Exercise 1:
Using the excerpt on the PRIMITIVE model, answer each question on its own line.
(a) Which model is the PRIMITIVE model derived from?
(b) How many observations does the segment table contain?
(c) What value is passed to set.seed?
Exercise 2:
Decide whether each statement agrees with the excerpt on the PRIMITIVE model. Answer yes or no, and quote the words from the excerpt that settle it.
(a) The PRIMITIVE model adds 1-dimensional primitives to the collection of tables.
(b) The segment table has five variables.
(c) "path_link_vertex" is one of the names listed for the PRIMITIVE model.
Exercise 3:
From the excerpt on the PRIMITIVE model, extract the stretch from "The PRIMITIVE model" through "names(prim <- sc::PRIMITIVE(g))" without changing any of its wording.

Extract provided:
====================

The PRIMITIVE model is derived from and incorporates the PATH model, but adds 1-dimensional primitives (segment) to the collection of tables.

set.seed(39)
names(prim <- sc::PRIMITIVE(g))

## [1] "object"           "path"             "vertex"          
## [4] "path_link_vertex" "segment"

str(prim[c("segment")])

## List of 1
##  $ segment:Classes 'tbl_df', 'tbl' and 'data.frame': 16 obs. of  4 variables:
##   ..$ .vertex0: chr [1:16] "1c324154" "1c324154" "1c324154" "1c324154" ...
##   ..$ .vertex1: chr [1:16] "1c324154" "1c324154" "1c324154" "1c324154" ...
##   ..$ path_   : chr [1:16] "3ed7380e" "3ed7380e" "3ed7380e" "3ed7380e" ...
##   ..$ segment_: chr [1:16] "9ef7f4d8" "6438e89d" "e67be168" "60c3f8f0" ...

====================

Dataset rows:

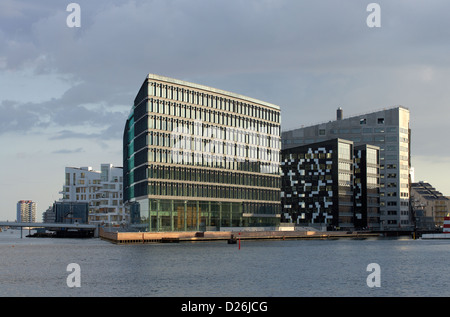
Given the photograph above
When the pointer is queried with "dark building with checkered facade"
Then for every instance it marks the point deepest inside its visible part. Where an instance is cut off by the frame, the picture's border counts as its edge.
(332, 184)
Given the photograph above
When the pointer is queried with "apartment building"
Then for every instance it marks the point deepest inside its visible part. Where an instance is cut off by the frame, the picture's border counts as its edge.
(389, 130)
(26, 211)
(102, 190)
(331, 184)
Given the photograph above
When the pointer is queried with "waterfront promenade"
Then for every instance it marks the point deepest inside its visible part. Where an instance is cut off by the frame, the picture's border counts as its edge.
(161, 237)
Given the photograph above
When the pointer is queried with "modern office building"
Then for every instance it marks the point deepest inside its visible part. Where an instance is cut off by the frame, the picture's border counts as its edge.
(331, 184)
(389, 130)
(367, 186)
(101, 190)
(71, 212)
(198, 158)
(26, 211)
(428, 205)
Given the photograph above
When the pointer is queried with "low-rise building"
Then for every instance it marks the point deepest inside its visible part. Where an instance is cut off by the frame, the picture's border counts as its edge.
(428, 205)
(101, 190)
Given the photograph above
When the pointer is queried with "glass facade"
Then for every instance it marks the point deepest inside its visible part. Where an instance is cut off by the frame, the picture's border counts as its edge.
(198, 158)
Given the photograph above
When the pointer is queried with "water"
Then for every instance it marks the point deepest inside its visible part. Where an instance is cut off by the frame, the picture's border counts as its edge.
(291, 268)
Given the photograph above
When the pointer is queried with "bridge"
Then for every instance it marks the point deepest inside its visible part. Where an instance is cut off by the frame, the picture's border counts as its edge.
(52, 226)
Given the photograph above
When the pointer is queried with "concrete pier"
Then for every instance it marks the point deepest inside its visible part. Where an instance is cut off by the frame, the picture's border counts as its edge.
(161, 237)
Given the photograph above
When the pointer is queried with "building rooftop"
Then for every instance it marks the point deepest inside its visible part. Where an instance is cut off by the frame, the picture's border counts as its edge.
(213, 90)
(350, 117)
(427, 191)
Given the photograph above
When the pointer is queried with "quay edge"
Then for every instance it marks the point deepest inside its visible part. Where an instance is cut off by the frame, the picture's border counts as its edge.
(162, 237)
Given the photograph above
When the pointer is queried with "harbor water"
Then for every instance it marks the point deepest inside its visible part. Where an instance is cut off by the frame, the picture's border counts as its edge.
(290, 268)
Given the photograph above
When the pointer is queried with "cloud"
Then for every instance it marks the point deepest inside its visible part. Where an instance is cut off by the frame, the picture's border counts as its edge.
(68, 151)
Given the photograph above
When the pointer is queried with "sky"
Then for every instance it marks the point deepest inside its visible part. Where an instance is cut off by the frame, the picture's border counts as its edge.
(65, 92)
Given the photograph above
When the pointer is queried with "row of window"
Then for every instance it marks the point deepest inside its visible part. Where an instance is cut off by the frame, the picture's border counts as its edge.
(212, 101)
(211, 145)
(157, 155)
(210, 191)
(204, 176)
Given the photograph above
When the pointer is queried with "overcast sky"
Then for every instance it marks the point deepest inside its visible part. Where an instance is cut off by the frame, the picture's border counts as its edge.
(65, 92)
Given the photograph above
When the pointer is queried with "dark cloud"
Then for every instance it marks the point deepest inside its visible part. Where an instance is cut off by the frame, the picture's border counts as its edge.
(69, 151)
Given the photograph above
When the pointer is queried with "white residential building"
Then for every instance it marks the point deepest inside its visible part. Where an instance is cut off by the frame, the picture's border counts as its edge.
(102, 190)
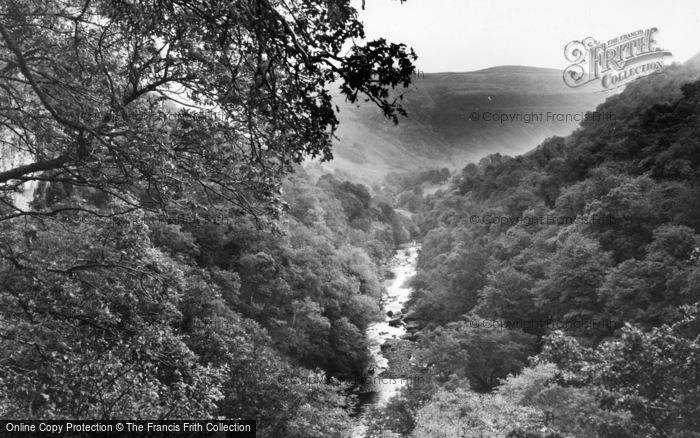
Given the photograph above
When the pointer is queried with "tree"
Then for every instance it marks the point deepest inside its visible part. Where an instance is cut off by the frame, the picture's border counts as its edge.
(176, 102)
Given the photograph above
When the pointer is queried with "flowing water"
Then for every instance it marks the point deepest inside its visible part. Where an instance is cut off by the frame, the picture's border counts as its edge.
(10, 159)
(403, 267)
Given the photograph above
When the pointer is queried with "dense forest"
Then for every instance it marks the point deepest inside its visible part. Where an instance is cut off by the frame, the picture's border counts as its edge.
(557, 292)
(168, 250)
(174, 260)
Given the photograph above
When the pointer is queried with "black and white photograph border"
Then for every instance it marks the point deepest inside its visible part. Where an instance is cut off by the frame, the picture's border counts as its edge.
(350, 218)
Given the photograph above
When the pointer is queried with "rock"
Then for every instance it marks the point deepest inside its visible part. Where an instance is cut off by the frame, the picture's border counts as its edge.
(409, 316)
(413, 326)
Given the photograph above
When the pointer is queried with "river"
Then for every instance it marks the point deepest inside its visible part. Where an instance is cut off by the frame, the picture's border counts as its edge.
(403, 267)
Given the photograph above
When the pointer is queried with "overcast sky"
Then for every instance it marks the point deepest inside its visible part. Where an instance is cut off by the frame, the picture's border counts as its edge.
(467, 35)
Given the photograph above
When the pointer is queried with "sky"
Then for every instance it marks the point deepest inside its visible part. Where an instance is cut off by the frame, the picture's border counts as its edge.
(468, 35)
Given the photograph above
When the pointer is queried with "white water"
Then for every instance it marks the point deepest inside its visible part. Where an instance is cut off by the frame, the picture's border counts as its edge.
(10, 159)
(403, 266)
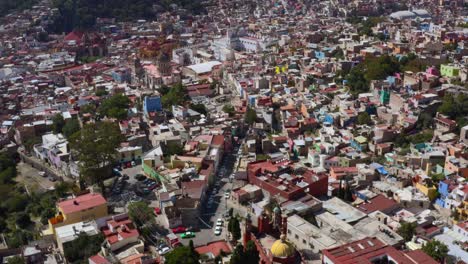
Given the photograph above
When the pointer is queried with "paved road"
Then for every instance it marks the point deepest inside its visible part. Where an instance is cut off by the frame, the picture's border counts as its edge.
(211, 214)
(31, 178)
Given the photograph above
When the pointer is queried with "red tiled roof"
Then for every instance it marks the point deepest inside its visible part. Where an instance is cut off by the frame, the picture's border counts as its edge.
(214, 248)
(81, 203)
(379, 202)
(98, 259)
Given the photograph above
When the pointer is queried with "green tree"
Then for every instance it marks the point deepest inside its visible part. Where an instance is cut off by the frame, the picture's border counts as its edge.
(364, 119)
(407, 230)
(238, 256)
(57, 123)
(177, 95)
(115, 107)
(182, 254)
(71, 127)
(83, 247)
(250, 116)
(229, 109)
(251, 253)
(88, 109)
(96, 146)
(436, 249)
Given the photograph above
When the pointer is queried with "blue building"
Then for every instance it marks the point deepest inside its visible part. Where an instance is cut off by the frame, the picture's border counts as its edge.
(152, 104)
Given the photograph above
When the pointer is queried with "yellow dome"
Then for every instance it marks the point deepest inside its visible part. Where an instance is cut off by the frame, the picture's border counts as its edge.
(282, 249)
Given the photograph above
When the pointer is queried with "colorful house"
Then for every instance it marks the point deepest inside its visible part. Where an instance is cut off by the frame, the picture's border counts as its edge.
(447, 70)
(85, 207)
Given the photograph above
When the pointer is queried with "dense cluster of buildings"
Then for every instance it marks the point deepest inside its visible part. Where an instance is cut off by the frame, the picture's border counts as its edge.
(320, 172)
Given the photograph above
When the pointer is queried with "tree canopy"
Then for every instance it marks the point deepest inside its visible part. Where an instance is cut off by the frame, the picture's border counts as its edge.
(83, 247)
(115, 107)
(176, 95)
(182, 254)
(373, 68)
(96, 148)
(58, 123)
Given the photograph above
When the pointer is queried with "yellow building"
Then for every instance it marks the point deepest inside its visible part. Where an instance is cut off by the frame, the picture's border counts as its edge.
(85, 207)
(430, 192)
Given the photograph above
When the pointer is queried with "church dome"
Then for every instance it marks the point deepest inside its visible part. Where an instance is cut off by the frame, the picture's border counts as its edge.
(282, 248)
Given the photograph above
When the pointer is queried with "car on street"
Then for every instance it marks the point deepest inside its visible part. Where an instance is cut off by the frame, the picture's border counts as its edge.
(157, 210)
(179, 229)
(140, 177)
(164, 250)
(188, 234)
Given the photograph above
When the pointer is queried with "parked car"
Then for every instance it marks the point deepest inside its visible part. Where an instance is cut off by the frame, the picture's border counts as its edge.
(188, 234)
(218, 230)
(157, 210)
(179, 229)
(164, 250)
(140, 177)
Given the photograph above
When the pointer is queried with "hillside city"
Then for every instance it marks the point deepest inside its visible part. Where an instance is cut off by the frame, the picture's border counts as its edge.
(240, 132)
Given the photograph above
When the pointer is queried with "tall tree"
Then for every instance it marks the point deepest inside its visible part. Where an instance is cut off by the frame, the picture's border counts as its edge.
(95, 147)
(71, 127)
(57, 123)
(436, 249)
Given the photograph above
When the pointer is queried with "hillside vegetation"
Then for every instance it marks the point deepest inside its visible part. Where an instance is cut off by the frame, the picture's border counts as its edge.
(83, 13)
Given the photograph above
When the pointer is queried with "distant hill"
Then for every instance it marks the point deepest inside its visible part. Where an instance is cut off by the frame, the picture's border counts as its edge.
(83, 13)
(6, 6)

====================

Expected output 1:
(a) The PATH model
(b) 16
(c) 39

Expected output 2:
(a) Yes: "adds 1-dimensional primitives (segment) to the collection of tables"
(b) No: "4 variables"
(c) Yes: "path_link_vertex"

Expected output 3:
The PRIMITIVE model is derived from and incorporates the PATH model, but adds 1-dimensional primitives (segment) to the collection of tables.

set.seed(39)
names(prim <- sc::PRIMITIVE(g))